══ Excerpted passage ══

The 1983 Speedway World Pairs Championship was the fourteenth FIM Speedway World Pairs Championship. The final took place on 18 June at the Ullevi Stadium in Göteborg, Sweden.

England won their sixth World Pairs Championship after Kenny Carter and Peter Collins scored 25 points. Australia, represented by Billy Sanders and Gary Guglielmi finished second on 24 points, while the two men who would go on to dominate Motorcycle Speedway for the next six years, Hans Nielsen and Erik Gundersen, rode Denmark to third place with 19 points.

Heading into Heat 16 of the Final, Billy Sanders was the only unbeaten rider. He won the start from Guglielmi and out of form West German pair Egon Müller and Karl Maier when he unbelievably fell in turn 2 of the first lap. Although Guglielmi went on to win the re-run of the heat, the points lost as a result of Sanders exclusion ultimately cost Australia its first (and only) World Pairs Championship. While Australian referee Sam Bass had no hesitation in excluding Sanders, he had earlier allowed Peter Collins to re-start after video replays suggested that he fell with no help in the first turn of Heat 10 against Denmark. England went on to a 5-0 score in the heat after Nielsen was excluded from the re-start for falling off his bike over the tapes and Gundersen suffered engine failure a lap from the flag while leading the race.

═══
══ Collected data ══

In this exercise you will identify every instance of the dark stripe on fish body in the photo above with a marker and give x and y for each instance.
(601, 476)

═══

● Work to be completed:
Reproduce the 1983 Speedway World Pairs Championship passage word for word, in full. Work only from the 1983 Speedway World Pairs Championship passage.

● Answer:
The 1983 Speedway World Pairs Championship was the fourteenth FIM Speedway World Pairs Championship. The final took place on 18 June at the Ullevi Stadium in Göteborg, Sweden.

England won their sixth World Pairs Championship after Kenny Carter and Peter Collins scored 25 points. Australia, represented by Billy Sanders and Gary Guglielmi finished second on 24 points, while the two men who would go on to dominate Motorcycle Speedway for the next six years, Hans Nielsen and Erik Gundersen, rode Denmark to third place with 19 points.

Heading into Heat 16 of the Final, Billy Sanders was the only unbeaten rider. He won the start from Guglielmi and out of form West German pair Egon Müller and Karl Maier when he unbelievably fell in turn 2 of the first lap. Although Guglielmi went on to win the re-run of the heat, the points lost as a result of Sanders exclusion ultimately cost Australia its first (and only) World Pairs Championship. While Australian referee Sam Bass had no hesitation in excluding Sanders, he had earlier allowed Peter Collins to re-start after video replays suggested that he fell with no help in the first turn of Heat 10 against Denmark. England went on to a 5-0 score in the heat after Nielsen was excluded from the re-start for falling off his bike over the tapes and Gundersen suffered engine failure a lap from the flag while leading the race.